- RECORDS SUPPLIED
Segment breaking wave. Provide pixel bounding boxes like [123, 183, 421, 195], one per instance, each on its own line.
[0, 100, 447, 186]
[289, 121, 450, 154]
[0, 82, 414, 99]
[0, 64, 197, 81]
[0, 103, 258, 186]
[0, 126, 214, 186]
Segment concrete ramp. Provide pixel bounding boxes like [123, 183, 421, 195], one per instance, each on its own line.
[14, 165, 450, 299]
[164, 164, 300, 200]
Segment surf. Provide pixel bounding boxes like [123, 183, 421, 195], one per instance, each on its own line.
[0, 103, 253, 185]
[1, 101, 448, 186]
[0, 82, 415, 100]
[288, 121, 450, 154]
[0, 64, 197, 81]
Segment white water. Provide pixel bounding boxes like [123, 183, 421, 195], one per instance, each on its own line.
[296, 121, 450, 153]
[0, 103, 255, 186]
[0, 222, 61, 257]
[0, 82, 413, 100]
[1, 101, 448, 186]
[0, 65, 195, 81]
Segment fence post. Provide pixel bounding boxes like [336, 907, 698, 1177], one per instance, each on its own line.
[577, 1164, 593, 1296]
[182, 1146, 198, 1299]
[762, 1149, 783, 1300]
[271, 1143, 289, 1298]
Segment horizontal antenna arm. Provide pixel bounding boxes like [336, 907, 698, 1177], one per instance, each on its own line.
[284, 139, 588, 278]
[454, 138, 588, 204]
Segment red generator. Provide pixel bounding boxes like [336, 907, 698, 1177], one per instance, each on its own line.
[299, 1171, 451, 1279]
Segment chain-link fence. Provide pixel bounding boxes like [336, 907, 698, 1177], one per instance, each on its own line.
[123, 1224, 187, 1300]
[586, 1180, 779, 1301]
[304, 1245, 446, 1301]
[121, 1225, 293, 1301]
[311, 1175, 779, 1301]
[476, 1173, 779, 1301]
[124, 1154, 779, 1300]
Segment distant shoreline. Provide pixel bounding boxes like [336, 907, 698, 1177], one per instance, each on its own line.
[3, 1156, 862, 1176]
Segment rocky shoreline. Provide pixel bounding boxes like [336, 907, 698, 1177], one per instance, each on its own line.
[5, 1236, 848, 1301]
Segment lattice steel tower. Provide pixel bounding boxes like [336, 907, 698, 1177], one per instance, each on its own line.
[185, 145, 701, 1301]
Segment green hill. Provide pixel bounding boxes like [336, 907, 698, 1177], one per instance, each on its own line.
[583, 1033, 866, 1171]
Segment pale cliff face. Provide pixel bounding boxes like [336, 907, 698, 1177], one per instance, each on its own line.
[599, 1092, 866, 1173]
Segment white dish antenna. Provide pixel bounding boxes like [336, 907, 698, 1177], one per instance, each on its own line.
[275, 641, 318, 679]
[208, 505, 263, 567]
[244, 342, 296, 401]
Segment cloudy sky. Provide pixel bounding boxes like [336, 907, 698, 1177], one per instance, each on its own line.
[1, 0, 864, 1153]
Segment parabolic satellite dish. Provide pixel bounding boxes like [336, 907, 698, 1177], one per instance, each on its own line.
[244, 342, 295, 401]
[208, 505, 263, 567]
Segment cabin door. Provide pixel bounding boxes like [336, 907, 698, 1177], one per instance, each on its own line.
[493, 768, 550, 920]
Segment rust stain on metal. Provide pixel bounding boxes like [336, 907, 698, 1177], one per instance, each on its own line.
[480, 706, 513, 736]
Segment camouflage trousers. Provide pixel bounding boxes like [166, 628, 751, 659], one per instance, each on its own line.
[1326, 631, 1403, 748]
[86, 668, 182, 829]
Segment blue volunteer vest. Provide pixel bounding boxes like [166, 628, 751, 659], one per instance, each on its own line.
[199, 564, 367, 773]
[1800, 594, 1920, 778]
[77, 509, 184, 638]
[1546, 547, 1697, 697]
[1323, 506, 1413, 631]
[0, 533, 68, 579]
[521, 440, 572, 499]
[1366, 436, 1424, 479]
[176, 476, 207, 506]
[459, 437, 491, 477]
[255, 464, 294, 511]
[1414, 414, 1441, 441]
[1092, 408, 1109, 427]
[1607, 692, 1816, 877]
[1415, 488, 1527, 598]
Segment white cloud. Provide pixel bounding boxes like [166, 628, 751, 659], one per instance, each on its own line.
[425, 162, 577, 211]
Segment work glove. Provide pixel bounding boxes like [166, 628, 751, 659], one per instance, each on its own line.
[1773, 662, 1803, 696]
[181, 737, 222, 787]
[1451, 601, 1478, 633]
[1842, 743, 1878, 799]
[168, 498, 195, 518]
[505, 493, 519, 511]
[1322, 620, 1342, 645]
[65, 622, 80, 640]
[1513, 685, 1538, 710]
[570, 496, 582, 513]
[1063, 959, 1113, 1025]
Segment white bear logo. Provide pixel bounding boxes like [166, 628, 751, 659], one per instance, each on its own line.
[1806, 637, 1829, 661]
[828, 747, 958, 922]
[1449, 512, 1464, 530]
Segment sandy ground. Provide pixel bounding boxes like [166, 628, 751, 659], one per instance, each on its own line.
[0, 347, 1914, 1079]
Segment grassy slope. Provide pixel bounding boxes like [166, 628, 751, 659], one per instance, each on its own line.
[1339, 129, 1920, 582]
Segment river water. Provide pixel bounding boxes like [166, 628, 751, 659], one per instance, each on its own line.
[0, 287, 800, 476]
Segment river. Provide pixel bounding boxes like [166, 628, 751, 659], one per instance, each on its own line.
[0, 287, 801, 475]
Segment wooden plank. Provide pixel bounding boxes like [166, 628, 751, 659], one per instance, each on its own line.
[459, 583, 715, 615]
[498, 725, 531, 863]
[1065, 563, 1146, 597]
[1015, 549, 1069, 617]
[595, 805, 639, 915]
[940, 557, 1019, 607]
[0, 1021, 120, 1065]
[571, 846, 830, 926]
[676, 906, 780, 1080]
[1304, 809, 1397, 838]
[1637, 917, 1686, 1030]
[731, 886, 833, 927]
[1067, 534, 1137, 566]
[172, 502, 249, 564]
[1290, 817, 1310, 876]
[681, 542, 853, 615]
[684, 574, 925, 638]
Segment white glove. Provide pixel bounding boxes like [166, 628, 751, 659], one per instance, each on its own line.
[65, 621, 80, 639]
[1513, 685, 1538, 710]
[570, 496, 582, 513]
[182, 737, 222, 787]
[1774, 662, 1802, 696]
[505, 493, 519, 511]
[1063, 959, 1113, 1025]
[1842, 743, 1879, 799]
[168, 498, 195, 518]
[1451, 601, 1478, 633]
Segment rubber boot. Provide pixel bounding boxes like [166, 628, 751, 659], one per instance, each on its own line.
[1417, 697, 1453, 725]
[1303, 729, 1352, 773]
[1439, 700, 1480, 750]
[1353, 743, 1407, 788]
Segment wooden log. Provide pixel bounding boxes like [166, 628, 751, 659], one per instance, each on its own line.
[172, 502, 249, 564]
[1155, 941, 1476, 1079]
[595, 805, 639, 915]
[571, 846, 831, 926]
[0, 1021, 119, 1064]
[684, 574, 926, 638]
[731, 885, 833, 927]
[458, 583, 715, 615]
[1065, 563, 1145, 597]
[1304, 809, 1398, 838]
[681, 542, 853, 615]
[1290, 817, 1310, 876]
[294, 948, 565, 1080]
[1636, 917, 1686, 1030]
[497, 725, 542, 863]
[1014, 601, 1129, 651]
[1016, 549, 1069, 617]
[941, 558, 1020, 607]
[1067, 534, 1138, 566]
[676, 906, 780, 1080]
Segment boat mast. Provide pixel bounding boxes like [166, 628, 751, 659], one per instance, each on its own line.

- TASK PROMPT
From the first line to the last, transcribe the listing exactly.

- SOLUTION
Segment breaking wave. Provide pixel bounding boxes like [123, 183, 421, 195], one per instance, each on its own line.
[0, 100, 447, 186]
[289, 121, 450, 154]
[0, 82, 414, 99]
[0, 64, 197, 81]
[0, 103, 258, 186]
[0, 126, 214, 186]
Segment concrete ramp. Provide pixel bounding boxes like [123, 183, 421, 195], one per instance, each on its own line.
[14, 165, 450, 299]
[164, 164, 300, 200]
Segment surf. Provide pixel bounding boxes like [123, 183, 421, 195], one per instance, each on its own line.
[0, 103, 253, 185]
[1, 101, 448, 186]
[0, 82, 415, 100]
[288, 121, 450, 154]
[0, 64, 197, 81]
Segment white water. Provide pixel bounding boxes like [123, 183, 421, 195], one per instance, each on its own line.
[296, 121, 450, 153]
[0, 103, 255, 186]
[0, 222, 61, 257]
[0, 82, 413, 100]
[1, 101, 448, 186]
[0, 65, 195, 81]
Segment fence post. Provide pixel bounding boxes like [336, 907, 698, 1177], one per instance, each on its own line.
[577, 1164, 593, 1296]
[182, 1146, 198, 1299]
[762, 1149, 783, 1300]
[271, 1143, 289, 1298]
Segment horizontal antenna arm. Provide pixel bounding boxes like [336, 907, 698, 1177], one per instance, each on its own line.
[284, 139, 588, 278]
[454, 138, 588, 204]
Segment red generator. Provide pixel bounding boxes like [336, 907, 698, 1177], one per instance, each on its own line.
[299, 1171, 451, 1279]
Segment chain-link fence. Provide pixel bounding boxes like [336, 907, 698, 1177], one per instance, each on its own line.
[123, 1224, 187, 1300]
[586, 1180, 779, 1301]
[304, 1245, 446, 1301]
[121, 1225, 293, 1301]
[311, 1175, 779, 1301]
[476, 1173, 779, 1301]
[124, 1154, 779, 1300]
Segment distant shoreline. Provide pixel bounding boxes like [336, 907, 698, 1177], one per instance, each on its own line.
[3, 1156, 862, 1176]
Segment rocky shoreline. Provide pixel bounding boxes like [336, 907, 698, 1177], one per instance, each on its own line.
[5, 1236, 848, 1301]
Segment lattice steel tower. Provide pixel bounding boxes like [336, 907, 698, 1177], one per instance, each on its own line.
[185, 145, 701, 1301]
Segment green hill. Provide pixel bounding boxes like [336, 907, 698, 1177], one per instance, each on its own line.
[583, 1033, 866, 1171]
Segment pale cliff face. Provide pixel bounding boxes like [336, 907, 698, 1177], one per instance, each on its own line.
[599, 1092, 866, 1173]
Segment white dish antenna. Provide pixel bounding boxes like [336, 907, 698, 1177], one per instance, each on its own line.
[275, 641, 318, 679]
[208, 505, 263, 567]
[244, 342, 296, 401]
Segment cloudy sky. Provide pixel bounding boxes like [336, 907, 698, 1177], one per instance, each on its own line.
[1, 0, 864, 1153]
Segment parabolic satellite dish. Provide pixel bounding boxes like [336, 907, 698, 1177], one per instance, each on its own line.
[244, 342, 295, 401]
[208, 505, 263, 567]
Segment cabin door. Provide pixel bounding boxes like [336, 907, 698, 1177], one per instance, each on its own line.
[493, 768, 550, 920]
Segment rust stain on metal. Provide pixel bounding boxes like [336, 907, 698, 1177], one per instance, each on its own line.
[480, 706, 513, 736]
Segment camouflage trousers. Provide pixel bounding boxes like [166, 628, 751, 659], one per instance, each on its own line.
[1326, 631, 1403, 748]
[86, 668, 182, 829]
Segment blue volunteer vest. Provide pixel bounding boxes like [166, 628, 751, 659], one per instance, each on its own line.
[199, 564, 367, 773]
[1800, 594, 1920, 778]
[77, 509, 184, 638]
[1546, 547, 1697, 697]
[1323, 506, 1413, 631]
[0, 533, 68, 579]
[521, 440, 572, 499]
[1366, 436, 1424, 479]
[176, 476, 207, 506]
[459, 437, 491, 477]
[255, 464, 294, 511]
[1414, 414, 1441, 441]
[1092, 408, 1109, 427]
[1607, 692, 1816, 877]
[1415, 488, 1527, 598]
Segment white cloud. Provide pixel bounding boxes like [166, 628, 751, 659], one per instance, each on its own line.
[425, 162, 577, 211]
Segment work glove. Provide pixel bounding boxes like [166, 628, 751, 659], one per instance, each on its own line.
[1773, 662, 1803, 696]
[181, 737, 222, 787]
[1451, 601, 1478, 633]
[1842, 743, 1878, 799]
[168, 498, 195, 518]
[505, 493, 519, 511]
[1322, 620, 1342, 645]
[65, 622, 80, 640]
[1513, 685, 1538, 710]
[570, 496, 582, 513]
[1063, 959, 1113, 1025]
Segment white bear logo. Provide pixel bounding boxes like [166, 628, 751, 659], one per instance, each on its own line.
[1806, 637, 1829, 661]
[828, 747, 958, 922]
[1449, 512, 1464, 530]
Segment sandy ground. Provide pixel bounding boxes like [166, 628, 751, 659], one per instance, each on its own line.
[0, 347, 1914, 1079]
Segment grassy slope. Provide pixel bounding boxes like [166, 628, 751, 659], one per instance, each on its own line.
[1339, 129, 1920, 582]
Segment river water. Provide pixel bounding boxes like [166, 628, 751, 659], one per instance, each on its own line.
[0, 287, 800, 476]
Segment river. Provide pixel bounding boxes like [166, 628, 751, 659], one per instance, each on its own line.
[0, 287, 801, 475]
Segment wooden plank. Provide pixel bounding boxes like [166, 628, 751, 659], one per instance, each on its own line.
[459, 583, 715, 615]
[498, 725, 531, 863]
[1065, 563, 1146, 597]
[1015, 549, 1069, 617]
[595, 805, 639, 915]
[940, 557, 1019, 607]
[0, 1021, 120, 1065]
[571, 846, 830, 926]
[676, 906, 780, 1080]
[1304, 809, 1397, 838]
[1637, 917, 1686, 1030]
[731, 886, 833, 927]
[1067, 534, 1137, 566]
[172, 502, 249, 564]
[1290, 817, 1310, 876]
[681, 542, 853, 615]
[684, 574, 925, 638]
Segment white glove. Provide pixel bounding boxes like [166, 628, 751, 659], one per instance, each on its own line.
[65, 621, 80, 639]
[1513, 685, 1538, 710]
[570, 496, 582, 513]
[182, 737, 222, 787]
[1774, 662, 1802, 696]
[505, 493, 519, 511]
[1063, 959, 1113, 1025]
[1842, 743, 1879, 799]
[168, 498, 195, 518]
[1451, 601, 1478, 633]
Segment rubber boot. Provide pixel bounding boxes like [166, 628, 751, 659], one per instance, each on its own line.
[1417, 697, 1453, 725]
[1303, 729, 1352, 773]
[1439, 700, 1480, 750]
[1353, 743, 1407, 788]
Segment wooden log. Provide pixel bounding boxes like [166, 628, 751, 659], one per instance, each on its own line.
[172, 502, 249, 564]
[1155, 941, 1476, 1079]
[595, 805, 639, 915]
[571, 846, 831, 926]
[0, 1021, 119, 1064]
[684, 574, 926, 638]
[731, 885, 833, 927]
[458, 583, 715, 615]
[1065, 563, 1145, 597]
[1304, 809, 1398, 838]
[681, 542, 853, 615]
[1290, 817, 1310, 876]
[294, 948, 565, 1080]
[1636, 917, 1686, 1030]
[497, 725, 542, 863]
[1014, 601, 1129, 651]
[1016, 549, 1069, 617]
[941, 558, 1020, 607]
[1067, 534, 1138, 566]
[676, 906, 780, 1080]
Segment boat mast. Provide pixel bounding boxes like [166, 628, 751, 659], one per instance, each on its own line.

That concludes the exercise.